[Begin Available data]

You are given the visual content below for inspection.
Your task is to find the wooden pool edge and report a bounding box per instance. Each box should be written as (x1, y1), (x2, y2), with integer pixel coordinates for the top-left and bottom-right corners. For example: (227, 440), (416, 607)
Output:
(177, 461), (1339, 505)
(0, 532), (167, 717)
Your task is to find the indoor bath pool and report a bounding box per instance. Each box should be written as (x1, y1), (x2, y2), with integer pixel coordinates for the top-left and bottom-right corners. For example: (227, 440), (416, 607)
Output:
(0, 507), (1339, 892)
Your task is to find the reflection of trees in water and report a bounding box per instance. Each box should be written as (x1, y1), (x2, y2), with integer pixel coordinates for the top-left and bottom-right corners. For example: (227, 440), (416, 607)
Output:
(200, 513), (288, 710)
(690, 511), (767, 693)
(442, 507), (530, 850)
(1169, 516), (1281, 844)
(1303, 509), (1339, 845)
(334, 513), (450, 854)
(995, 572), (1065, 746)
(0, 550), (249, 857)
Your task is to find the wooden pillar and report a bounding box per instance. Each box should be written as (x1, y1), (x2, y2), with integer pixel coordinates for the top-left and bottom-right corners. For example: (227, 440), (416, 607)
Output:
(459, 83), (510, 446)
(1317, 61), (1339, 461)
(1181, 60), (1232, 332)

[End Available data]

** Exercise requirements **
Report, copied in full, every line of the data entries above that contains the string "pool". Treat uppercase and lowercase as different.

** Completed task **
Your task is to find the wooden pool edge and report a bounding box per instance. Each box should be written as (x1, y1), (x2, y2), with integer pixel coordinates for the top-left and bottom-right corners. For example: (227, 440), (416, 607)
Your task is to find the indoor bath pool and report a bounding box per instance. Each box should be written as (x1, y1), (x2, y2), with integer pixel coordinates for the top-left and bottom-right corners. For example: (227, 440), (416, 607)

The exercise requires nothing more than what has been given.